◆ REQUIRED WORK ◆
Gather every line of the entries that includes the word "curcuma".

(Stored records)
+++++

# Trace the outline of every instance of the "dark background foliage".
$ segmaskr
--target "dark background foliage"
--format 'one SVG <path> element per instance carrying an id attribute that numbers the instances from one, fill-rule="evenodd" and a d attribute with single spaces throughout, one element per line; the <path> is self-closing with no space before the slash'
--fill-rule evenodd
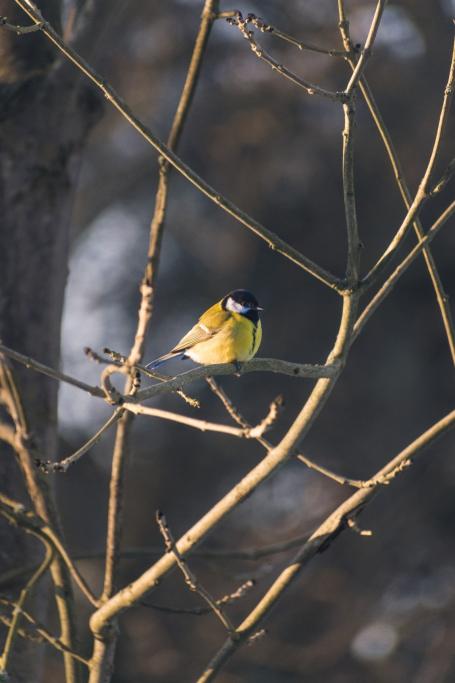
<path id="1" fill-rule="evenodd" d="M 165 138 L 192 48 L 201 2 L 105 2 L 82 53 L 144 122 Z M 339 47 L 334 0 L 246 2 L 297 38 Z M 231 6 L 222 3 L 222 9 Z M 373 4 L 348 3 L 354 39 L 363 41 Z M 391 2 L 367 77 L 412 190 L 427 162 L 447 77 L 454 7 L 449 0 Z M 257 34 L 276 58 L 309 80 L 341 89 L 347 67 Z M 377 133 L 358 102 L 356 190 L 366 270 L 397 229 L 404 209 Z M 282 79 L 260 63 L 235 28 L 212 33 L 180 154 L 200 175 L 281 237 L 341 274 L 345 227 L 341 185 L 342 114 L 338 105 Z M 453 116 L 443 159 L 453 150 Z M 82 347 L 126 353 L 131 343 L 157 178 L 153 150 L 108 106 L 85 152 L 74 199 L 73 256 L 63 326 L 64 368 L 96 380 Z M 453 186 L 423 213 L 427 228 Z M 414 237 L 408 238 L 408 245 Z M 446 289 L 455 287 L 453 220 L 433 243 Z M 173 174 L 148 358 L 166 351 L 195 317 L 230 289 L 248 287 L 264 306 L 261 355 L 322 362 L 337 329 L 338 297 L 294 267 Z M 175 370 L 185 366 L 175 365 Z M 310 382 L 251 374 L 224 388 L 251 421 L 278 393 L 285 411 L 270 437 L 293 420 Z M 191 387 L 198 416 L 226 419 L 204 384 Z M 403 277 L 359 340 L 348 367 L 303 444 L 336 471 L 368 478 L 453 404 L 453 369 L 423 261 Z M 157 405 L 191 413 L 176 396 Z M 60 455 L 99 425 L 106 408 L 63 387 Z M 111 435 L 112 436 L 112 435 Z M 103 549 L 111 439 L 106 437 L 66 476 L 58 500 L 68 543 L 84 556 Z M 345 534 L 316 559 L 267 623 L 267 635 L 243 649 L 222 683 L 453 680 L 455 553 L 453 438 L 399 477 L 361 522 L 371 538 Z M 160 507 L 175 535 L 185 531 L 262 457 L 261 448 L 229 436 L 137 419 L 126 491 L 124 548 L 161 546 Z M 244 548 L 310 531 L 348 490 L 288 464 L 235 511 L 205 544 Z M 245 578 L 251 594 L 231 609 L 237 621 L 292 555 L 259 562 L 194 559 L 217 596 Z M 127 559 L 122 582 L 150 558 Z M 84 559 L 94 584 L 102 563 Z M 175 572 L 150 600 L 194 606 L 199 599 Z M 85 614 L 81 606 L 81 623 Z M 115 683 L 194 680 L 224 639 L 212 616 L 163 614 L 136 607 L 121 621 Z M 88 642 L 87 642 L 88 645 Z M 50 653 L 48 673 L 60 671 Z"/>

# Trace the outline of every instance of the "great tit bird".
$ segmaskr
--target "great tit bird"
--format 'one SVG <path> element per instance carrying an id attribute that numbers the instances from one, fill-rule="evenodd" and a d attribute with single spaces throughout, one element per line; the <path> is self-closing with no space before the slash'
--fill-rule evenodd
<path id="1" fill-rule="evenodd" d="M 250 360 L 262 339 L 262 310 L 251 292 L 235 289 L 208 308 L 169 353 L 145 367 L 153 370 L 171 358 L 191 358 L 201 365 Z"/>

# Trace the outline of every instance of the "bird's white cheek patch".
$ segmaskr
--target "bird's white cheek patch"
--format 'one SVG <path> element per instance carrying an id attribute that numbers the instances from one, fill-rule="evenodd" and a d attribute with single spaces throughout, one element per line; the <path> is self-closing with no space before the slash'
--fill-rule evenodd
<path id="1" fill-rule="evenodd" d="M 249 306 L 244 306 L 243 304 L 240 304 L 238 301 L 234 301 L 232 297 L 229 297 L 229 299 L 226 302 L 226 308 L 228 311 L 232 311 L 233 313 L 248 313 Z"/>

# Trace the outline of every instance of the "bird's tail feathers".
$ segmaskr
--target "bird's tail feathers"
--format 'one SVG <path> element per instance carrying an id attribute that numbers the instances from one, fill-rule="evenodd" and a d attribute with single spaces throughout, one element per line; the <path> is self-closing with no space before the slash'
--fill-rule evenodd
<path id="1" fill-rule="evenodd" d="M 184 355 L 185 351 L 169 351 L 169 353 L 165 353 L 164 356 L 155 358 L 155 360 L 147 363 L 145 368 L 147 370 L 156 370 L 156 368 L 158 368 L 160 365 L 163 365 L 163 363 L 167 363 L 167 361 L 171 360 L 171 358 L 183 358 Z"/>

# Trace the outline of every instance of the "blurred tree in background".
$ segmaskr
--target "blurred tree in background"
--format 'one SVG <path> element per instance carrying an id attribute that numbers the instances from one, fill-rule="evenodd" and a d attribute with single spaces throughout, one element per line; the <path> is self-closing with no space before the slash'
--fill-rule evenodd
<path id="1" fill-rule="evenodd" d="M 59 8 L 57 2 L 42 0 L 40 9 L 56 29 L 62 10 L 65 38 L 165 140 L 203 3 L 97 0 L 83 5 L 68 0 Z M 367 0 L 346 3 L 354 43 L 365 42 L 375 6 Z M 14 0 L 0 2 L 0 14 L 8 21 L 27 23 L 23 12 L 17 8 L 13 14 L 13 8 Z M 235 8 L 244 16 L 260 15 L 297 40 L 343 48 L 335 0 L 262 0 Z M 220 9 L 233 6 L 221 2 Z M 72 31 L 76 10 L 85 17 L 79 32 Z M 368 81 L 411 195 L 433 144 L 454 13 L 451 0 L 388 3 L 368 63 Z M 340 91 L 349 79 L 343 59 L 299 50 L 256 29 L 255 37 L 279 64 L 327 90 Z M 38 46 L 36 53 L 31 52 L 33 44 Z M 19 59 L 14 57 L 16 50 L 22 50 Z M 43 35 L 0 34 L 0 268 L 5 273 L 0 284 L 0 337 L 5 345 L 58 367 L 64 303 L 62 369 L 93 385 L 99 381 L 100 366 L 90 363 L 83 348 L 100 351 L 107 346 L 127 355 L 134 339 L 158 163 L 150 145 L 114 108 L 101 104 L 80 72 L 62 57 L 53 63 L 57 54 Z M 42 64 L 36 72 L 38 59 Z M 393 238 L 406 210 L 360 95 L 356 108 L 355 189 L 365 273 Z M 235 26 L 214 22 L 179 156 L 242 210 L 339 276 L 346 260 L 342 129 L 339 105 L 307 96 L 257 59 Z M 452 115 L 439 175 L 454 157 L 454 132 Z M 265 308 L 261 356 L 323 363 L 338 326 L 336 293 L 269 249 L 175 171 L 169 184 L 145 359 L 170 348 L 213 301 L 231 289 L 246 287 Z M 425 230 L 452 198 L 453 183 L 425 205 L 420 216 Z M 444 287 L 451 293 L 452 228 L 453 217 L 431 247 Z M 412 235 L 408 250 L 414 242 Z M 18 295 L 19 281 L 25 284 Z M 187 369 L 178 363 L 172 366 L 176 373 Z M 62 384 L 56 445 L 57 384 L 16 365 L 14 375 L 25 409 L 33 416 L 38 448 L 47 457 L 61 459 L 74 452 L 112 412 L 103 401 Z M 273 443 L 285 435 L 313 386 L 310 380 L 272 373 L 226 377 L 220 383 L 252 424 L 262 419 L 278 393 L 284 395 L 285 408 L 270 436 Z M 175 394 L 163 394 L 153 405 L 226 421 L 223 406 L 205 382 L 191 384 L 187 391 L 200 401 L 200 410 L 185 406 Z M 451 354 L 419 257 L 362 330 L 330 400 L 305 438 L 305 455 L 346 476 L 368 479 L 453 409 L 453 398 Z M 111 430 L 66 476 L 49 475 L 66 546 L 96 594 L 103 585 L 113 441 Z M 265 623 L 266 635 L 240 649 L 220 672 L 221 683 L 453 680 L 453 443 L 451 435 L 384 487 L 361 517 L 372 537 L 345 533 L 317 557 L 282 597 Z M 156 559 L 156 550 L 163 549 L 155 523 L 157 509 L 164 510 L 178 538 L 263 455 L 253 440 L 138 417 L 128 449 L 124 557 L 117 587 L 134 581 Z M 22 484 L 10 449 L 2 458 L 2 476 L 12 480 L 2 492 L 26 501 L 18 493 Z M 45 482 L 41 487 L 49 481 L 36 476 Z M 257 548 L 309 535 L 348 495 L 346 487 L 292 460 L 235 509 L 201 550 Z M 45 516 L 42 510 L 36 512 Z M 27 551 L 19 548 L 23 534 L 16 531 L 12 538 L 10 527 L 3 526 L 9 556 L 2 558 L 3 571 L 20 561 L 36 561 L 38 544 Z M 190 564 L 217 597 L 254 579 L 254 587 L 229 608 L 237 624 L 293 553 L 287 550 L 256 560 L 195 556 Z M 21 586 L 4 580 L 0 592 L 17 596 Z M 76 649 L 88 658 L 90 611 L 78 591 L 75 598 L 80 639 Z M 178 571 L 145 602 L 181 609 L 202 604 L 200 596 L 189 593 Z M 37 614 L 50 631 L 59 631 L 53 608 L 47 614 L 41 605 Z M 119 628 L 113 683 L 196 680 L 225 638 L 213 614 L 174 614 L 141 604 L 126 612 Z M 22 645 L 16 647 L 20 652 Z M 42 680 L 63 680 L 61 654 L 46 648 L 45 655 Z"/>

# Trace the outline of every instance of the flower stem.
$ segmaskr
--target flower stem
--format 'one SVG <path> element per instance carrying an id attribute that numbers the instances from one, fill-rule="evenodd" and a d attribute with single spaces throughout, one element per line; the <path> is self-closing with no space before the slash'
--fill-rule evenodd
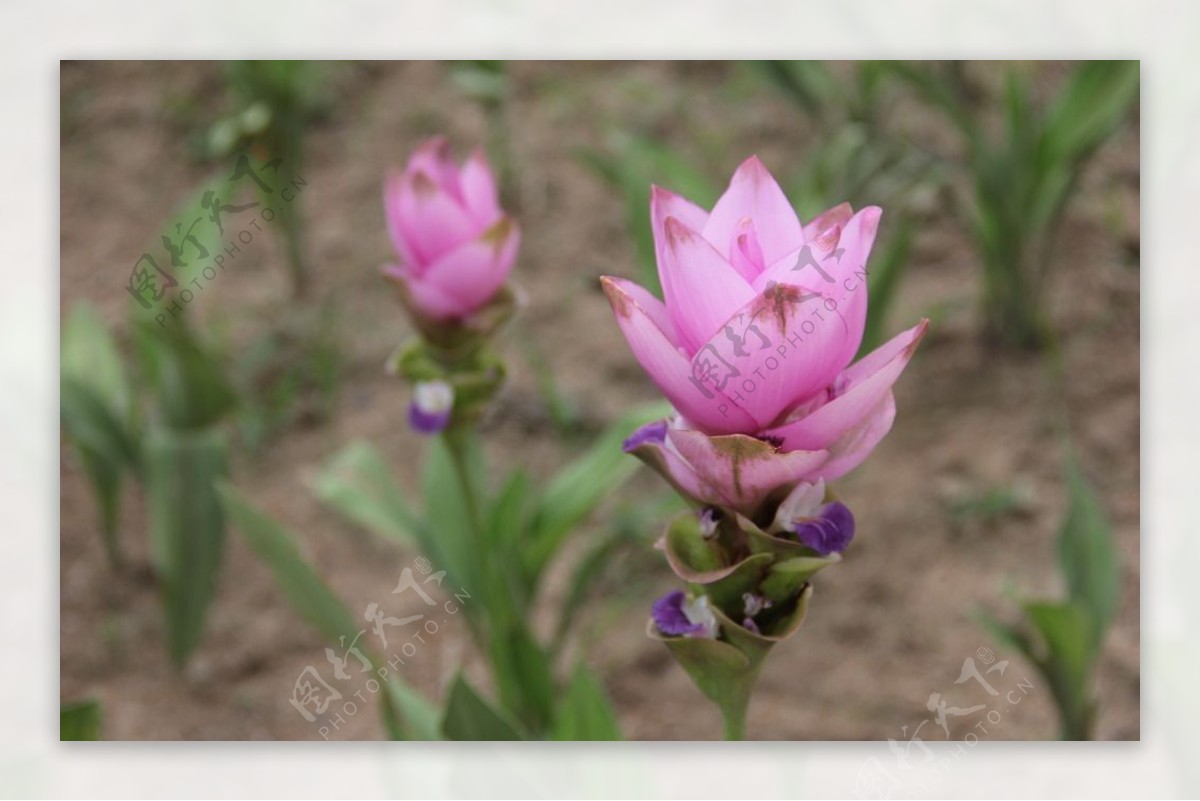
<path id="1" fill-rule="evenodd" d="M 751 684 L 753 686 L 753 684 Z M 735 693 L 732 697 L 726 698 L 721 704 L 721 718 L 725 724 L 725 739 L 726 740 L 745 740 L 746 739 L 746 713 L 750 709 L 750 693 L 747 692 Z"/>

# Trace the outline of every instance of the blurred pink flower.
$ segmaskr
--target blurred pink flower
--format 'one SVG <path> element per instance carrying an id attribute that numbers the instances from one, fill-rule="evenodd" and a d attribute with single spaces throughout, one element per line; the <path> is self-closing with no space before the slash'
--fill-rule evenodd
<path id="1" fill-rule="evenodd" d="M 384 188 L 388 233 L 400 256 L 384 274 L 399 282 L 418 314 L 460 320 L 504 284 L 520 231 L 500 208 L 481 151 L 459 167 L 442 137 L 422 143 Z"/>
<path id="2" fill-rule="evenodd" d="M 892 385 L 928 321 L 850 365 L 882 211 L 843 203 L 807 224 L 756 158 L 712 212 L 654 187 L 665 303 L 602 279 L 634 356 L 681 417 L 626 444 L 702 503 L 750 514 L 798 481 L 857 467 L 891 428 Z"/>

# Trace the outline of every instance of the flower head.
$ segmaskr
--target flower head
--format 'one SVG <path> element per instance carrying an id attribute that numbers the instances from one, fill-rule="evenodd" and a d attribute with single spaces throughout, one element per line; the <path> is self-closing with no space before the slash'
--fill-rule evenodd
<path id="1" fill-rule="evenodd" d="M 384 190 L 388 232 L 400 256 L 384 268 L 410 308 L 431 321 L 462 320 L 485 306 L 512 268 L 520 242 L 500 208 L 480 151 L 459 166 L 446 140 L 417 148 Z"/>
<path id="2" fill-rule="evenodd" d="M 688 497 L 745 514 L 861 464 L 891 428 L 892 385 L 927 325 L 850 363 L 881 213 L 842 204 L 803 224 L 757 158 L 711 212 L 656 187 L 665 301 L 602 280 L 634 356 L 679 416 L 627 449 Z"/>

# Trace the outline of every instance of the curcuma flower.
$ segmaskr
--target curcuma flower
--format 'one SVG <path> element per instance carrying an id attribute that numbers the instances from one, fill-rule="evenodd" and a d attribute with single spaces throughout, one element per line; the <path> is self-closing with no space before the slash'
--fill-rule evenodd
<path id="1" fill-rule="evenodd" d="M 384 268 L 419 318 L 461 321 L 499 292 L 517 255 L 520 232 L 500 208 L 482 152 L 462 166 L 446 140 L 423 143 L 384 190 L 388 233 L 400 256 Z"/>
<path id="2" fill-rule="evenodd" d="M 634 356 L 679 415 L 626 450 L 697 503 L 748 516 L 798 482 L 861 464 L 892 426 L 892 385 L 928 322 L 851 365 L 881 214 L 843 203 L 801 223 L 754 157 L 711 212 L 655 187 L 664 300 L 602 282 Z"/>

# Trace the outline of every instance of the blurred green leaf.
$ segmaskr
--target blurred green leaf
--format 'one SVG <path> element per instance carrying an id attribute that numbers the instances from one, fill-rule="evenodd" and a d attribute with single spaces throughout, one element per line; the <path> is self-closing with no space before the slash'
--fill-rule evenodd
<path id="1" fill-rule="evenodd" d="M 908 268 L 916 230 L 916 225 L 911 221 L 902 220 L 897 228 L 889 232 L 882 252 L 871 265 L 867 277 L 867 292 L 871 302 L 867 309 L 862 345 L 858 349 L 859 358 L 887 339 L 887 312 L 896 297 L 900 279 Z"/>
<path id="2" fill-rule="evenodd" d="M 112 331 L 86 304 L 72 307 L 63 323 L 61 372 L 91 391 L 113 415 L 128 422 L 133 392 Z"/>
<path id="3" fill-rule="evenodd" d="M 384 538 L 406 545 L 421 538 L 423 522 L 369 442 L 355 440 L 336 453 L 317 474 L 313 490 L 322 503 Z"/>
<path id="4" fill-rule="evenodd" d="M 225 549 L 216 484 L 228 474 L 228 447 L 216 430 L 152 428 L 146 437 L 150 542 L 163 583 L 167 641 L 177 665 L 200 642 Z"/>
<path id="5" fill-rule="evenodd" d="M 639 426 L 666 417 L 670 411 L 665 403 L 653 403 L 626 412 L 581 457 L 551 479 L 538 503 L 526 553 L 530 575 L 540 575 L 571 529 L 638 469 L 637 460 L 621 448 L 625 439 Z"/>
<path id="6" fill-rule="evenodd" d="M 206 428 L 237 404 L 215 353 L 180 320 L 174 325 L 136 326 L 139 354 L 171 428 Z"/>
<path id="7" fill-rule="evenodd" d="M 1104 143 L 1126 120 L 1141 82 L 1136 61 L 1085 61 L 1046 114 L 1042 164 L 1076 161 Z"/>
<path id="8" fill-rule="evenodd" d="M 1091 739 L 1096 715 L 1089 686 L 1095 660 L 1092 616 L 1076 603 L 1029 603 L 1024 609 L 1045 648 L 1034 663 L 1050 682 L 1062 739 Z"/>
<path id="9" fill-rule="evenodd" d="M 496 607 L 488 610 L 493 625 L 488 648 L 493 679 L 504 708 L 526 730 L 540 733 L 553 719 L 550 656 L 534 639 L 525 620 L 506 619 L 507 611 Z"/>
<path id="10" fill-rule="evenodd" d="M 459 673 L 446 701 L 442 732 L 449 740 L 523 740 L 515 723 L 479 696 Z"/>
<path id="11" fill-rule="evenodd" d="M 472 436 L 466 447 L 466 479 L 474 488 L 473 498 L 483 497 L 483 457 Z M 442 437 L 429 441 L 422 478 L 425 521 L 429 536 L 423 550 L 438 567 L 445 569 L 472 593 L 489 597 L 484 576 L 477 574 L 476 521 L 471 518 L 473 500 L 463 494 L 461 477 Z M 477 607 L 469 607 L 474 612 Z"/>
<path id="12" fill-rule="evenodd" d="M 661 186 L 706 208 L 716 200 L 717 188 L 676 151 L 645 136 L 616 136 L 608 152 L 583 150 L 577 153 L 577 158 L 621 192 L 625 200 L 626 226 L 641 270 L 641 283 L 661 297 L 654 231 L 650 223 L 651 186 Z"/>
<path id="13" fill-rule="evenodd" d="M 251 550 L 267 563 L 279 588 L 300 616 L 328 641 L 336 643 L 344 637 L 346 642 L 352 642 L 360 630 L 358 621 L 313 572 L 292 536 L 254 508 L 232 485 L 223 483 L 219 491 L 230 522 L 242 532 Z"/>
<path id="14" fill-rule="evenodd" d="M 81 450 L 107 460 L 114 468 L 140 468 L 141 453 L 135 432 L 93 389 L 64 375 L 59 394 L 60 415 L 67 436 Z"/>
<path id="15" fill-rule="evenodd" d="M 775 85 L 805 112 L 820 118 L 826 113 L 840 87 L 820 61 L 754 61 L 751 62 L 767 80 Z"/>
<path id="16" fill-rule="evenodd" d="M 558 709 L 556 740 L 620 740 L 616 713 L 604 689 L 583 665 L 575 668 Z"/>
<path id="17" fill-rule="evenodd" d="M 441 714 L 425 696 L 395 676 L 383 684 L 383 722 L 393 740 L 442 739 Z"/>
<path id="18" fill-rule="evenodd" d="M 1073 460 L 1067 469 L 1067 518 L 1059 533 L 1059 565 L 1068 597 L 1089 613 L 1090 647 L 1099 649 L 1116 617 L 1120 571 L 1112 527 L 1100 499 Z"/>
<path id="19" fill-rule="evenodd" d="M 252 506 L 232 485 L 220 486 L 221 502 L 233 525 L 251 550 L 258 554 L 293 608 L 330 643 L 353 642 L 362 630 L 300 554 L 293 537 L 278 523 Z M 371 655 L 374 664 L 382 664 Z M 437 739 L 433 721 L 437 711 L 418 692 L 392 672 L 383 702 L 384 722 L 393 737 Z"/>
<path id="20" fill-rule="evenodd" d="M 89 698 L 63 703 L 58 712 L 58 739 L 64 743 L 101 739 L 100 702 Z"/>

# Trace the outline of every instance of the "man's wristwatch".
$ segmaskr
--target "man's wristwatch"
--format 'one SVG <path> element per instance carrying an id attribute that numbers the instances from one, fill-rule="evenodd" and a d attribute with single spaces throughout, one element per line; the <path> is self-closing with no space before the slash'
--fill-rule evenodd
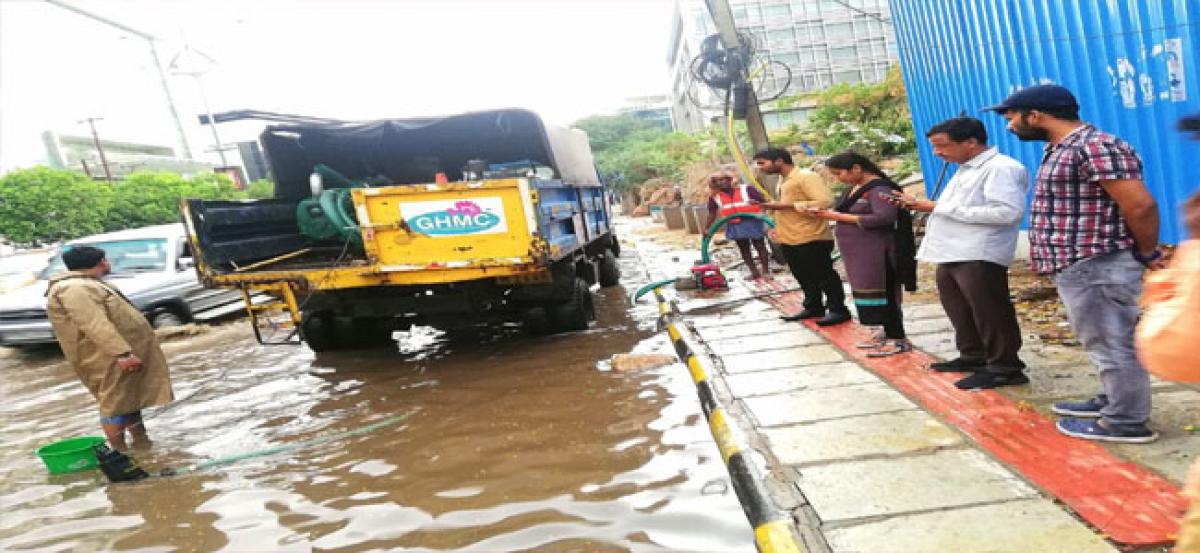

+++++

◆ PROBLEM SOLUTION ◆
# Trace the outline of every instance of the curcuma flower.
--target curcuma flower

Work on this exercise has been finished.